=== Task requirements ===
Below are some entries. Repeat exactly the lines from the one with "A single point marks each instance of the shoelace" through the one with "A single point marks each instance of the overcast", and only those.

=== Material shown ===
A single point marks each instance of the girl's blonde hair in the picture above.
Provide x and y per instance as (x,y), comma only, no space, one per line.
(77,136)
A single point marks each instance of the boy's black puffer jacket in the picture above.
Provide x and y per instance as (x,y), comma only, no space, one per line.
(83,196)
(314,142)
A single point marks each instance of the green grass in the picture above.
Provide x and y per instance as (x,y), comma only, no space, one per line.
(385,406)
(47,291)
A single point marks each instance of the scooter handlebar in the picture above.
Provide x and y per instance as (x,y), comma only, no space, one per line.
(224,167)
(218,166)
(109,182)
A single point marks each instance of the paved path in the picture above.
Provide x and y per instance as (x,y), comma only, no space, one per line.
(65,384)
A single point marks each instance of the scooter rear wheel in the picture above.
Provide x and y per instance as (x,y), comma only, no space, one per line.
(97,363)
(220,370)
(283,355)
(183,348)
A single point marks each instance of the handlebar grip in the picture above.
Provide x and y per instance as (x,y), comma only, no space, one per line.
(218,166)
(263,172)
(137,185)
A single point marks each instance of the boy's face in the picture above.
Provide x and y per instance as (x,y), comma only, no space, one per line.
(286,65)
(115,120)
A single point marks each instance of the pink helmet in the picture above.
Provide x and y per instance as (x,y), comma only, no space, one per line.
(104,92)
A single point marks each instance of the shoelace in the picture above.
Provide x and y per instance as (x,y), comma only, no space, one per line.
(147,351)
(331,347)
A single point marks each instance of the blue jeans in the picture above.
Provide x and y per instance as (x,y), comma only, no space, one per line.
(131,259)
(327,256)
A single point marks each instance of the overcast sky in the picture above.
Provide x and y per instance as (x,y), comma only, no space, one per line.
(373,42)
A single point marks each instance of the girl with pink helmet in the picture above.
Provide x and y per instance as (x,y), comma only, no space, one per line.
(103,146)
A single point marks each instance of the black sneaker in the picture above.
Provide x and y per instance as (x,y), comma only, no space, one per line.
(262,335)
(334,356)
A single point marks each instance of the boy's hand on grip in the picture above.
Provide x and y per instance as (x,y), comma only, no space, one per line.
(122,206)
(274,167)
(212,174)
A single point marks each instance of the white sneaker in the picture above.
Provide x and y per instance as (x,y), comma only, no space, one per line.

=== Result for this task ===
A single point marks each instance of the shoelace in the picture above.
Provide x and y per instance as (x,y), comma only, no space, one per line.
(147,351)
(331,347)
A single point marks each instance of the blue jeans in the picture above.
Provide x and y per instance as (x,y), comma only, no space, one per line.
(131,259)
(327,256)
A single point marks each instance of the overcast sky in the picture above.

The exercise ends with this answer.